══ Source data ══

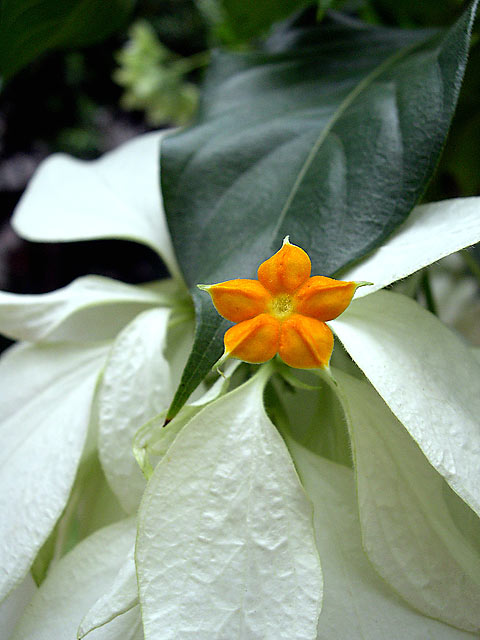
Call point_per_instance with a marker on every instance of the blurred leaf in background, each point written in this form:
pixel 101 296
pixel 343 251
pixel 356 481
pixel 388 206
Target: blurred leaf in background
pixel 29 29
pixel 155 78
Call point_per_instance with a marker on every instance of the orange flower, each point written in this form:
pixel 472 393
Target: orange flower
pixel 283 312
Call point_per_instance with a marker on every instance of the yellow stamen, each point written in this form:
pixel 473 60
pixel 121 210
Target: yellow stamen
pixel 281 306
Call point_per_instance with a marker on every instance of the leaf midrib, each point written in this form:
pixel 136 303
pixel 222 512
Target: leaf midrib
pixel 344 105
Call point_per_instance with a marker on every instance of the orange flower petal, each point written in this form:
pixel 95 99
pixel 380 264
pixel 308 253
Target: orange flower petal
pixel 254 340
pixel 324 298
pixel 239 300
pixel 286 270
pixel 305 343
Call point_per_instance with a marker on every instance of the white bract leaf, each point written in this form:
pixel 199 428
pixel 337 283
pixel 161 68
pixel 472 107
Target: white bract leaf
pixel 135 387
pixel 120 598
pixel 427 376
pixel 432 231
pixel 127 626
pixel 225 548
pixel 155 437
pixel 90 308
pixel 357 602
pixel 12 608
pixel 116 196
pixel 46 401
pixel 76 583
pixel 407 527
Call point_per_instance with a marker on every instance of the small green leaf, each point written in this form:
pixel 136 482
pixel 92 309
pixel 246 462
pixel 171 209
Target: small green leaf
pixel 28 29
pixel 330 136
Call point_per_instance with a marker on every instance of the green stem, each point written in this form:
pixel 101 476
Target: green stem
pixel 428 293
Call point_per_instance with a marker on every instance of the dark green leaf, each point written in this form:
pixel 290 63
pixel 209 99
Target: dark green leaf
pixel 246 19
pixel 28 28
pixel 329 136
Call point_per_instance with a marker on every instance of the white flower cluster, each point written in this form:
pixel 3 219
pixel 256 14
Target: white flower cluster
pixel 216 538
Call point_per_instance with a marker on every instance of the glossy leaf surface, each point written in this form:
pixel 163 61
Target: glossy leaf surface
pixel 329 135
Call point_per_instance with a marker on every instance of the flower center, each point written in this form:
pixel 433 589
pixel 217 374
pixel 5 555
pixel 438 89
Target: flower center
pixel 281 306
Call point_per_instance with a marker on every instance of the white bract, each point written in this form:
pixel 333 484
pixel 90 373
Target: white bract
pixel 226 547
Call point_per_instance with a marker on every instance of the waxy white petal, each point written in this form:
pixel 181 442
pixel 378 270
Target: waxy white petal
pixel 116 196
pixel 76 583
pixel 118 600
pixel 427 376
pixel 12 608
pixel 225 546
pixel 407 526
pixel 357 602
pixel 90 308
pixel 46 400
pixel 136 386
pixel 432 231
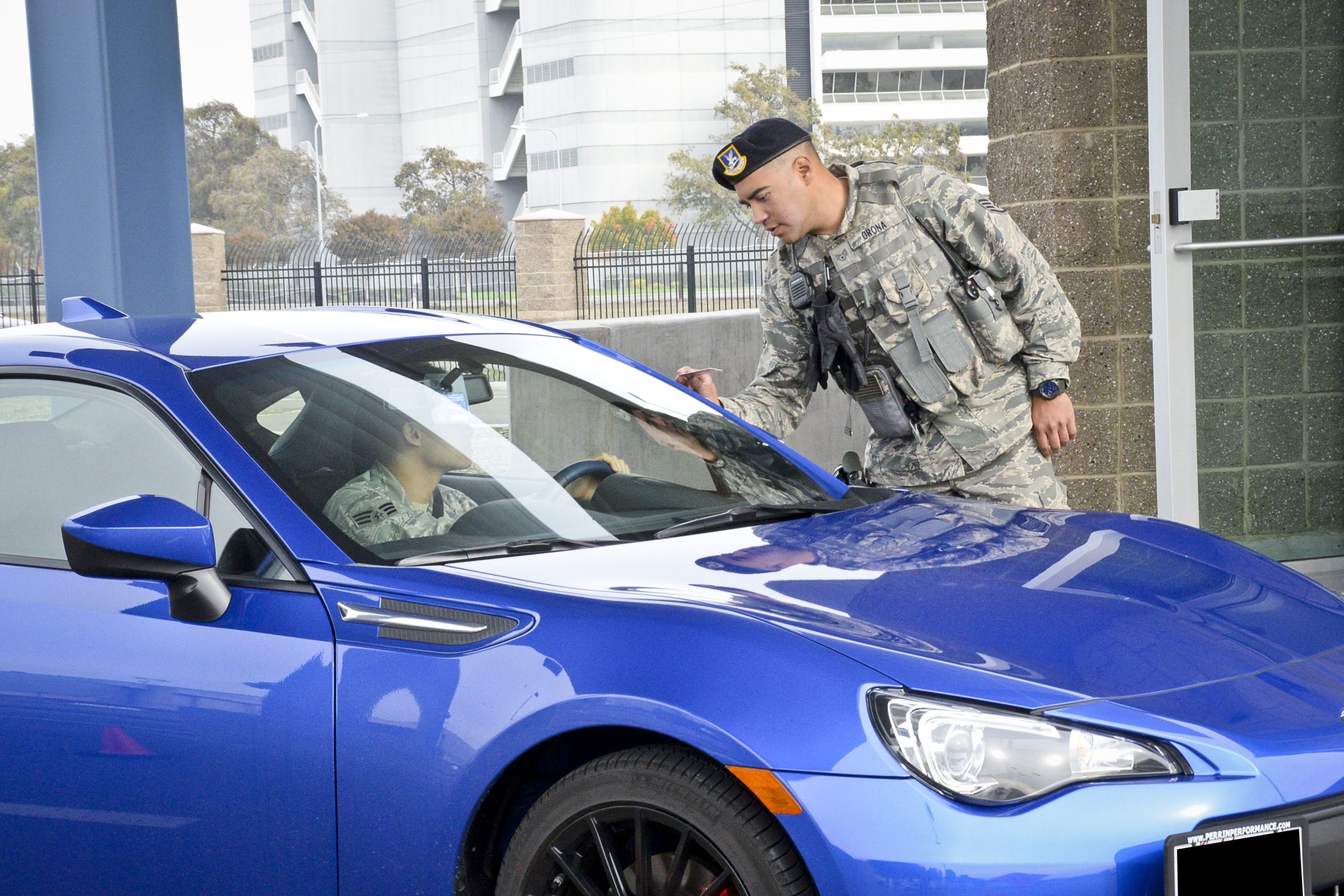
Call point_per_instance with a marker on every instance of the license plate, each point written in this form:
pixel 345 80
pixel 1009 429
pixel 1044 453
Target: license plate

═══
══ Source data ══

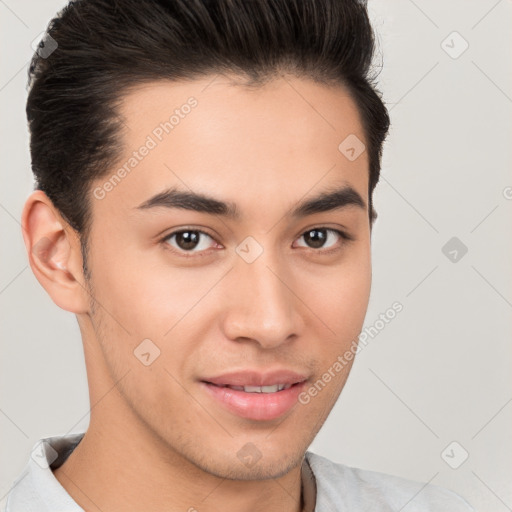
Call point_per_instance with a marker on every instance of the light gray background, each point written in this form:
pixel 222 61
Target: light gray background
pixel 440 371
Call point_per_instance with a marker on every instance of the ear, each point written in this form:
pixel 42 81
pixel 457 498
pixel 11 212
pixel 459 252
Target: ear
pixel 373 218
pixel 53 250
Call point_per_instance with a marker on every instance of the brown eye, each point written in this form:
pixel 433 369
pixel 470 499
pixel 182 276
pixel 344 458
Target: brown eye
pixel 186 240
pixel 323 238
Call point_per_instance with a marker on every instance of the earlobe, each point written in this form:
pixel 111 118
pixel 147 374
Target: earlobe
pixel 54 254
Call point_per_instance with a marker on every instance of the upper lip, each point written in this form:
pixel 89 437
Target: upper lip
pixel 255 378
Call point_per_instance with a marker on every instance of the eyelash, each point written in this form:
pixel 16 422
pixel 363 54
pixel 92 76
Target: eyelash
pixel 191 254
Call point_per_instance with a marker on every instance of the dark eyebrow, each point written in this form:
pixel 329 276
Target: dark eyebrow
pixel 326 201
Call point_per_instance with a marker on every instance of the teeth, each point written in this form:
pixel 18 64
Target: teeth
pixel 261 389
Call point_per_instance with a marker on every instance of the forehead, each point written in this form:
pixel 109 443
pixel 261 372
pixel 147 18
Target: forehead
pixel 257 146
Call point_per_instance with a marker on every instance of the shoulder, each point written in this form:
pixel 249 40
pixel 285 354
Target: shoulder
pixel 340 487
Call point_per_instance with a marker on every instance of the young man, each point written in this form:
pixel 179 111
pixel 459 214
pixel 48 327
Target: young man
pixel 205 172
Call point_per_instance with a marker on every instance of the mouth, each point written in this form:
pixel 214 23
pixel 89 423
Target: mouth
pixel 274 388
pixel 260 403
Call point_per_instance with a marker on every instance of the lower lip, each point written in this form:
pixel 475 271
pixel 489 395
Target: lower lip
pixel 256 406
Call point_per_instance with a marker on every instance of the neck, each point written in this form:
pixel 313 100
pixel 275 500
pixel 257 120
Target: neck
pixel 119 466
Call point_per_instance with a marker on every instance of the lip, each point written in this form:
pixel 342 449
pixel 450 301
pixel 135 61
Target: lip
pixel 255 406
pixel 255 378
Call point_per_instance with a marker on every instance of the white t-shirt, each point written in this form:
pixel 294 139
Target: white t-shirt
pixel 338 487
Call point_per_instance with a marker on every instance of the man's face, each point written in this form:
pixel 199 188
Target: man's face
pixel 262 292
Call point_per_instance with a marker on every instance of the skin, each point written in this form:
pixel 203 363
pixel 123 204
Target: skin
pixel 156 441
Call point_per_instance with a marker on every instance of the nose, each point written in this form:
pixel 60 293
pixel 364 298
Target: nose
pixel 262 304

═══

◆ What you need to do ◆
Reproduce each line from the data that has "plate" in it.

◆ The completed task ◆
Call point_per_instance with a marker on every instance of the license plate, each point written in this form:
Target: license plate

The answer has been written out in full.